▶ _Problem to work on_
Make an exact copy, from the records below, of the lines from the line containing "Where can the white plumage" to the line containing "Where can the archer", both lines included, excluding pictures.

------------------------------------------------------------------------

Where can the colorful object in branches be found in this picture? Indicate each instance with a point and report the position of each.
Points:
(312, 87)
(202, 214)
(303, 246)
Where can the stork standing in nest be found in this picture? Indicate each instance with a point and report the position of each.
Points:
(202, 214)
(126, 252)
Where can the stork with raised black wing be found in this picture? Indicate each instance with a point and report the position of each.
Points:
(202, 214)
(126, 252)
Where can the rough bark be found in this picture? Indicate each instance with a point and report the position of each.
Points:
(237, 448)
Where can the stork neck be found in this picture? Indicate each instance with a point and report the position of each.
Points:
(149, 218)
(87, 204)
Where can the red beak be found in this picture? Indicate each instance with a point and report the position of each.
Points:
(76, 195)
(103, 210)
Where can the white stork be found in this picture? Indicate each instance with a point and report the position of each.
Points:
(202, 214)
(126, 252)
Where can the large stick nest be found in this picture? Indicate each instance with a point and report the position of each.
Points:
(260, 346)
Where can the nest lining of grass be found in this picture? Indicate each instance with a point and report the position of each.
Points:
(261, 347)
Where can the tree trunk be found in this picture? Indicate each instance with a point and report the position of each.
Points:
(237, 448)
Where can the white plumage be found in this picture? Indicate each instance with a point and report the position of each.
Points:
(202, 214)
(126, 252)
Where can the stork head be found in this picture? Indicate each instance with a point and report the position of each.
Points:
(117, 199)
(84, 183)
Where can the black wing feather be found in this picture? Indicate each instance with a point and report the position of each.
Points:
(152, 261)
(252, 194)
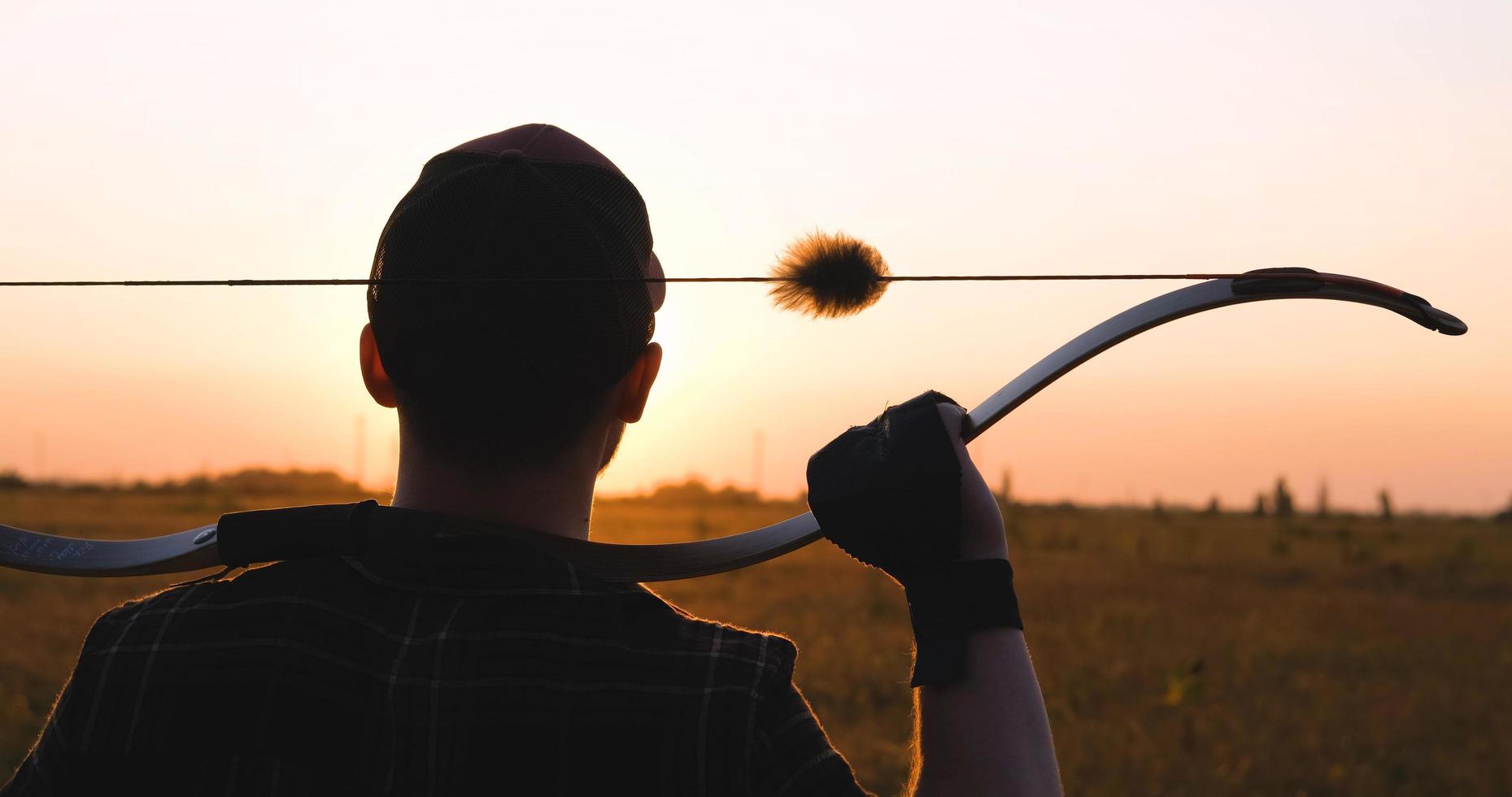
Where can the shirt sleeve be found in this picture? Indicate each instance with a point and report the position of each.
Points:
(47, 769)
(794, 754)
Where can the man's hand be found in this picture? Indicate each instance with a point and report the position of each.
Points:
(903, 495)
(980, 517)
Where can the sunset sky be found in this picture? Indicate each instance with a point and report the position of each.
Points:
(271, 140)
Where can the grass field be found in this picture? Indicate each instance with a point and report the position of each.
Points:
(1179, 654)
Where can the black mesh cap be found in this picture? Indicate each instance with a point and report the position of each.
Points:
(525, 203)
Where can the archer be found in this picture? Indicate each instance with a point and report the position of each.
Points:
(448, 660)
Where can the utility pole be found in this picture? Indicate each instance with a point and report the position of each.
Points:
(758, 454)
(362, 454)
(40, 455)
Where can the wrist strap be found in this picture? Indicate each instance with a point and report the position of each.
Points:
(947, 605)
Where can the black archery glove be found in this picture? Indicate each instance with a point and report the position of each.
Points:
(890, 494)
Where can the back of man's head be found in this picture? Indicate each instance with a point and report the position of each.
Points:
(513, 371)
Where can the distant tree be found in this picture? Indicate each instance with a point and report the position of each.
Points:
(1283, 501)
(1505, 516)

------------------------------------------------------------------------

▶ _Exercise response_
Where can the white plumage be found in this picture? Indicate each instance with a point and report the position of each.
Points:
(202, 214)
(126, 252)
Where can the stork head be found in this picture? Indicate each instance with a point and report the position of each.
Points:
(117, 199)
(84, 183)
Where can the black wing feather be found in this picture? Indicate each instance with a point and report the position of each.
Points:
(152, 261)
(252, 194)
Where can the shirt sleeve be found in this picture? Indicate each instance with a point and report the position of each.
Points:
(47, 769)
(794, 754)
Where can the man's hand be found in this picture? Indicate each instance with a point and report the position of each.
Points:
(903, 495)
(980, 517)
Where can the sunset sky be found in this picture? Indicate each instance with a point and report the position of each.
Points:
(271, 140)
Where can the grass field be found in this picture? Indicate each instance with a point and report the position of each.
Points:
(1179, 654)
Where can the black mesh cap be found in this picture? Indicate each instance with a point and report the position of each.
Points:
(525, 203)
Where can the archer be found in this picture? Indicate each instance with a point and report the position of each.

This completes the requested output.